WORK INSTRUCTION — Look through the data for the string "below". Copy every line where it is found.

+++++

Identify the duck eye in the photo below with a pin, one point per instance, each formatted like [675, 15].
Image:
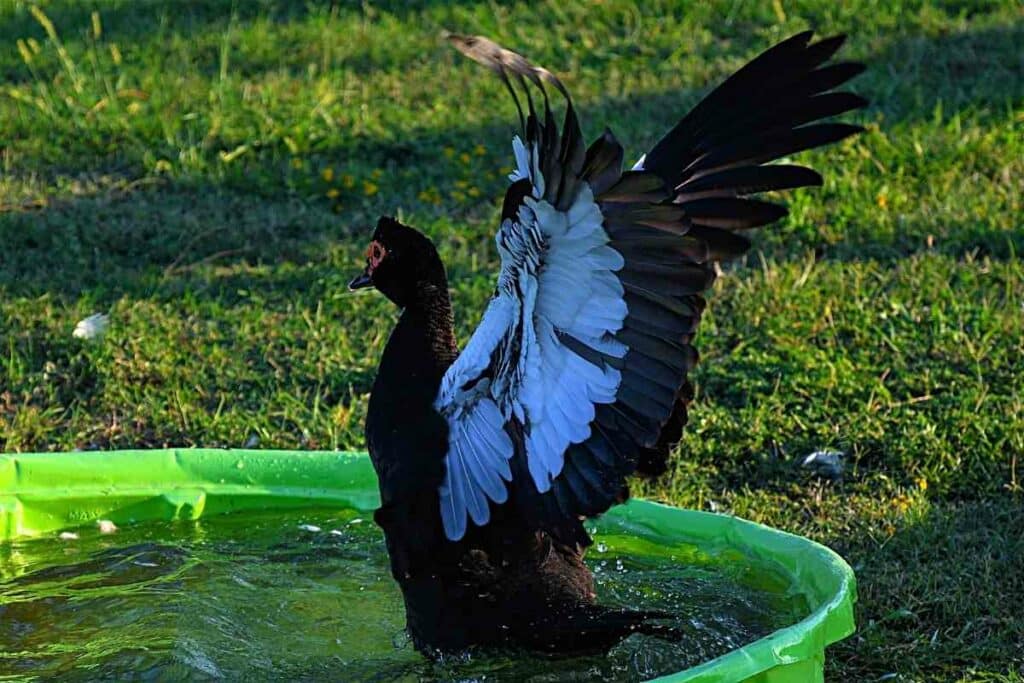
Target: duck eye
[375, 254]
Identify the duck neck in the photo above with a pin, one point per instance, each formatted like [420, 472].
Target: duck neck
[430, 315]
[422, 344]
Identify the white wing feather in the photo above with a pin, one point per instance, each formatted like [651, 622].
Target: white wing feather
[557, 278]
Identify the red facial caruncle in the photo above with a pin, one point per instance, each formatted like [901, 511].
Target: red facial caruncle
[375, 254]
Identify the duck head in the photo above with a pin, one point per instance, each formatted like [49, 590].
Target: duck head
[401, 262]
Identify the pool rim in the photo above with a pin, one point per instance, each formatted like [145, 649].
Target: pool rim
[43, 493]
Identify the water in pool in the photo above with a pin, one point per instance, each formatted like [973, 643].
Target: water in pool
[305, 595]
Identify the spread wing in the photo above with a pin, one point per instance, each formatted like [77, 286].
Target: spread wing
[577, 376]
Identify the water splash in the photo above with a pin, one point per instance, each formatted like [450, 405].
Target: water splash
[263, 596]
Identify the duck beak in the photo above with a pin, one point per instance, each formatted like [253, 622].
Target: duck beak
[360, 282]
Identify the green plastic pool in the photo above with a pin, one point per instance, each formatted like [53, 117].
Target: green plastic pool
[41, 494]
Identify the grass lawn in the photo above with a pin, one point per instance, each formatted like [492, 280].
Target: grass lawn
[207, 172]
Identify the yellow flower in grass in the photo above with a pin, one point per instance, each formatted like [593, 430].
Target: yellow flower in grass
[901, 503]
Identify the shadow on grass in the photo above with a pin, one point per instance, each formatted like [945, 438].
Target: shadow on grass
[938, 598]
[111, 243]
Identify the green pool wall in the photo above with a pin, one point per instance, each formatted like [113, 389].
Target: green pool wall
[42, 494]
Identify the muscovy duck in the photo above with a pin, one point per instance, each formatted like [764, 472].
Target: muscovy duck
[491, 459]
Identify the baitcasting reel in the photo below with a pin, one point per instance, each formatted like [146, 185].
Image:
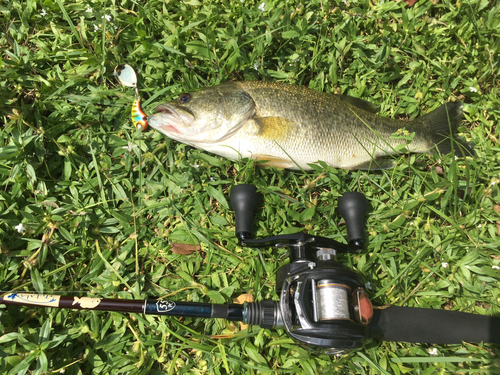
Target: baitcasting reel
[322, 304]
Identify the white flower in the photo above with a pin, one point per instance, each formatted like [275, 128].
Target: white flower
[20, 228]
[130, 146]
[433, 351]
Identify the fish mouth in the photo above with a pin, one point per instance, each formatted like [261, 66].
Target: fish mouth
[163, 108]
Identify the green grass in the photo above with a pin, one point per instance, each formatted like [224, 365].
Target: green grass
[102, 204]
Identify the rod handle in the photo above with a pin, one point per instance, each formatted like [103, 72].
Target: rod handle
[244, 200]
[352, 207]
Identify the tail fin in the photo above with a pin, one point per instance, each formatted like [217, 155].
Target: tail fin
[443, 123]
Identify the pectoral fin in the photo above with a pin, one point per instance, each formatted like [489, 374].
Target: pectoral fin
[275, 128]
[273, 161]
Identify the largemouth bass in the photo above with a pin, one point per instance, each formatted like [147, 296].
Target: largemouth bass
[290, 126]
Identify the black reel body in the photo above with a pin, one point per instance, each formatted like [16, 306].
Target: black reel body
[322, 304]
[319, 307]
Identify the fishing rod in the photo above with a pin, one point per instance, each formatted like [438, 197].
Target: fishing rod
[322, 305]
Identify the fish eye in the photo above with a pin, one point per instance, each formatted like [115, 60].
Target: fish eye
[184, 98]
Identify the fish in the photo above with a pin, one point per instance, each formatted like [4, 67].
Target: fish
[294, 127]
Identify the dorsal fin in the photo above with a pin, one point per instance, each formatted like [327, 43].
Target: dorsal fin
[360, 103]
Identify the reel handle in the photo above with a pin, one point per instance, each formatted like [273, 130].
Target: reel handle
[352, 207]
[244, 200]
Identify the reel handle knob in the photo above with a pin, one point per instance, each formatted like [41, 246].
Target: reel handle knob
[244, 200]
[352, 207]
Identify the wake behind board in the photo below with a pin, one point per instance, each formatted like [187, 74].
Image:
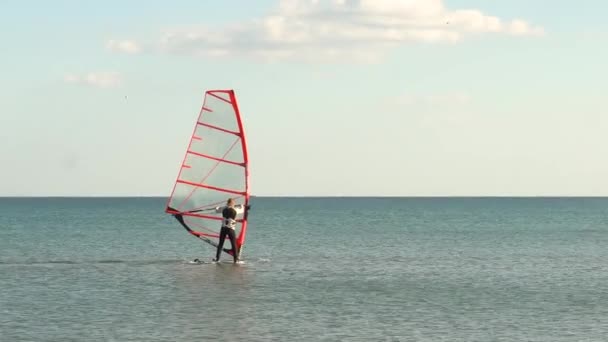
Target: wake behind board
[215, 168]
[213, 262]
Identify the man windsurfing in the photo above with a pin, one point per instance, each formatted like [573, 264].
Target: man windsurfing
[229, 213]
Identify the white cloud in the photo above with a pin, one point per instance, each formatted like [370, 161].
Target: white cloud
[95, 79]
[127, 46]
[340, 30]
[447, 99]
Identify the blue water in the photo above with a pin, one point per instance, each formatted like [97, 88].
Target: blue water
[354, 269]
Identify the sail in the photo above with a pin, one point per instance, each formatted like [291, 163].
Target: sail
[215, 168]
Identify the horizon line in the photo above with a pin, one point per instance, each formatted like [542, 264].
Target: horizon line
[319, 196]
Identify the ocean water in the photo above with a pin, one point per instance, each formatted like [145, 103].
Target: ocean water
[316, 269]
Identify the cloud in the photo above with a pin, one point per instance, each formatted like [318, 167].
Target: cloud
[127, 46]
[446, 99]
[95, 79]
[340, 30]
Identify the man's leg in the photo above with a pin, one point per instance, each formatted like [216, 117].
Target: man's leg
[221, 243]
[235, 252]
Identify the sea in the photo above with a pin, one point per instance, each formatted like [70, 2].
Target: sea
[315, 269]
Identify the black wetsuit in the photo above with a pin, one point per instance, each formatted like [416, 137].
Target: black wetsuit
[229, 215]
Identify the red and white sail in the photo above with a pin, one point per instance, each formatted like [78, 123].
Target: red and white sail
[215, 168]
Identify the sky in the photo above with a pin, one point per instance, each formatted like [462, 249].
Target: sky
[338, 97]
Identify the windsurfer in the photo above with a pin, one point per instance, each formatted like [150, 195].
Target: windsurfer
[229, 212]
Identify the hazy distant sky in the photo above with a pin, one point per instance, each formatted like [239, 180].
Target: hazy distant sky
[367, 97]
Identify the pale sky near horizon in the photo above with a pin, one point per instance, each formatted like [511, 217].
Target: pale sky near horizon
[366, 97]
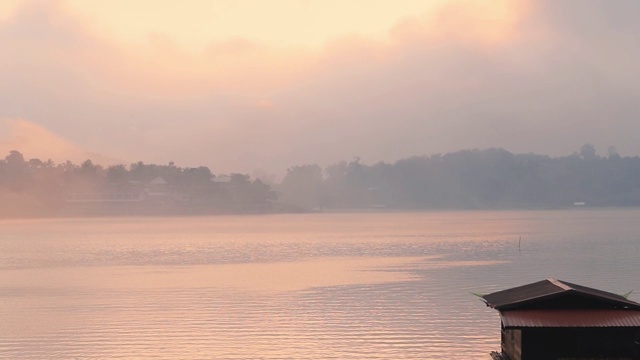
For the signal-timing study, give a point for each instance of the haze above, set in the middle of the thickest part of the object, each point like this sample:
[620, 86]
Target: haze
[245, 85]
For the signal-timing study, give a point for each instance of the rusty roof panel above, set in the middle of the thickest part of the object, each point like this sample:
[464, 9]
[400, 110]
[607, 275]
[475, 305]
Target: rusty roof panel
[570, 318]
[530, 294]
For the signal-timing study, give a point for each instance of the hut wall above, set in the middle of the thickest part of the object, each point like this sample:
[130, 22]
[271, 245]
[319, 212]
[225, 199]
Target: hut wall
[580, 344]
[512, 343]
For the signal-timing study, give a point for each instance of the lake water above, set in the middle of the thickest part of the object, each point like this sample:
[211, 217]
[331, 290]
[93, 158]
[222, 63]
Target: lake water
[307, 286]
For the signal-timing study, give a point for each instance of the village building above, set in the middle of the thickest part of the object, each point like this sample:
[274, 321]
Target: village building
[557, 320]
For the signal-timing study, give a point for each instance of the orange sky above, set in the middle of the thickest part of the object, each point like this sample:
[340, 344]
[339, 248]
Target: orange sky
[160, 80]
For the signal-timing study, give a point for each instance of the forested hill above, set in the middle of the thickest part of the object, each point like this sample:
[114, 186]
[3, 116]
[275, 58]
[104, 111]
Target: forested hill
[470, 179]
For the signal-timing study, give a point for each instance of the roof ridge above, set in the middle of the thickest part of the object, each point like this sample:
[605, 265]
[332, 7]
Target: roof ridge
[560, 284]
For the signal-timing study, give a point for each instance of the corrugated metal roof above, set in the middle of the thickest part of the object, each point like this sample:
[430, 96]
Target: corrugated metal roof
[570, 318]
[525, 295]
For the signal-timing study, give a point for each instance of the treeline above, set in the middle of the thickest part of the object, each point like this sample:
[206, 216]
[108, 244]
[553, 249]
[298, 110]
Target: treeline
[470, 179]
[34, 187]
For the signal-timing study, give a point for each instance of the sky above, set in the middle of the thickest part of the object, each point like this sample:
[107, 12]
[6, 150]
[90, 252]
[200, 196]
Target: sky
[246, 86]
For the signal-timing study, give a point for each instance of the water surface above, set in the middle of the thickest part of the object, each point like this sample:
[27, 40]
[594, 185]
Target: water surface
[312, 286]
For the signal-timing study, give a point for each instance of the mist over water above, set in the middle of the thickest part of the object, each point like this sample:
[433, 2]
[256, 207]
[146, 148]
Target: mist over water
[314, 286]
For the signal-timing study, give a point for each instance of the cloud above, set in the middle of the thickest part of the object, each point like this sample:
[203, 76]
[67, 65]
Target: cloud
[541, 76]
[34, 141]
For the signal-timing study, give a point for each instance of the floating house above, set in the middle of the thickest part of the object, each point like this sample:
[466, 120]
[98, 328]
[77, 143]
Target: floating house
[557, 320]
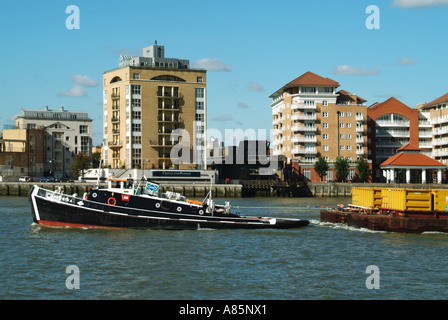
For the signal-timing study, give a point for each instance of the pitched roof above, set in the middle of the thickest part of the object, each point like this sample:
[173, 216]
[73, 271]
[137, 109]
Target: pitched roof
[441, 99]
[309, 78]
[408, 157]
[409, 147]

+++++

EXERCISE OUTPUT —
Identify the duck eye in the photo below with a pin, one point per instance, each formatted like [675, 15].
Identify the baitcasting reel in the photo below with a pin, one point per instance, each formatted like [146, 185].
Identify the wake behind board in the photo below with a pin, one point per instance, each formatted like [187, 74].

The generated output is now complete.